* Work request
Produce an exact transcription of the listing below, omitting the pictures.

* Input data
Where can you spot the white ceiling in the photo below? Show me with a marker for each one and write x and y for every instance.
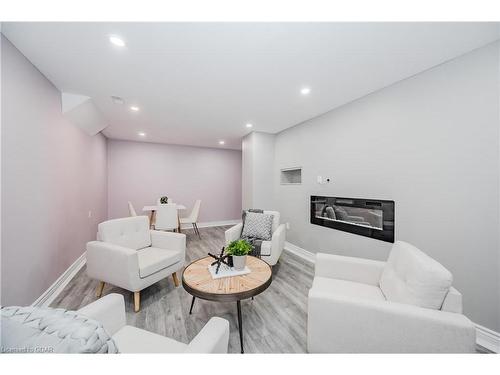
(197, 83)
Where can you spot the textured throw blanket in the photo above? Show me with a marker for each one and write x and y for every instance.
(45, 330)
(255, 242)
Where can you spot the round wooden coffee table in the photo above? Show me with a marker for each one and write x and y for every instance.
(198, 282)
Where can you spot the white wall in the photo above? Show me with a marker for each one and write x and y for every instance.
(53, 174)
(141, 172)
(431, 144)
(257, 171)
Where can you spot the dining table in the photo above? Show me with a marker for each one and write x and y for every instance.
(152, 212)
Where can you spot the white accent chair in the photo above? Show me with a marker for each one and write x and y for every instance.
(167, 217)
(193, 217)
(110, 311)
(270, 250)
(132, 256)
(131, 209)
(404, 305)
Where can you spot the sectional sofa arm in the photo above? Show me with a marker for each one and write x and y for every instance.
(168, 240)
(111, 263)
(109, 310)
(213, 338)
(341, 324)
(233, 233)
(359, 270)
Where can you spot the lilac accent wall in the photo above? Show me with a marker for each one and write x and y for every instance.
(53, 175)
(141, 172)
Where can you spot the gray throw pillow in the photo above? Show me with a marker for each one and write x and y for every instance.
(45, 330)
(257, 226)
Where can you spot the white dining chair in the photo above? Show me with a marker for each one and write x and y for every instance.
(131, 209)
(193, 217)
(166, 217)
(158, 201)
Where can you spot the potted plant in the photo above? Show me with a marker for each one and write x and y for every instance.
(238, 250)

* Solution to this problem
Where can you spot the white ceiling in the photo below? Show me with a marker for each one and write x and y for every instance.
(197, 83)
Where can you spot the textured throw blanket in the photo above? Show me with a marker for each one and write x and y for every instance.
(45, 330)
(255, 242)
Where can you spot the round wooden coffee table in the photo above? Show me with a marker for each one and write x and y for every instance.
(198, 282)
Where can you spot the white wall in the photo above? Show me with a marker for each one and write x and y for every instance.
(53, 174)
(141, 172)
(431, 144)
(257, 171)
Where can you spot the dining table in the photo above? Show me with a marker for each one and write x and y for every instance.
(152, 212)
Where can you spot the white accent chair in the photo above? Show me with a marker for each one and write x and y for every instance.
(167, 217)
(193, 217)
(110, 311)
(270, 250)
(132, 256)
(131, 209)
(404, 305)
Where can you spot the sectional sofa arm in the photo above? Show me with a marker for each one and write x and y for every instance.
(168, 240)
(111, 263)
(109, 310)
(213, 338)
(341, 324)
(233, 233)
(359, 270)
Where can you spot the lilac accent wall in the photo above? Show me with a marker for each one and write x and y for every instance.
(53, 175)
(141, 172)
Where can you spot the gray throw pillow in the photo above? Show me with a marker for each one and write x and y for every instance.
(45, 330)
(257, 226)
Where can you spot the white dining chair in the photo above? Show me with a marker for each one and write x and y for every instance.
(131, 209)
(193, 217)
(166, 217)
(158, 201)
Where can you spot the potted plant in the photo above? Show me with a marker for each one and write x and y for every instance.
(238, 250)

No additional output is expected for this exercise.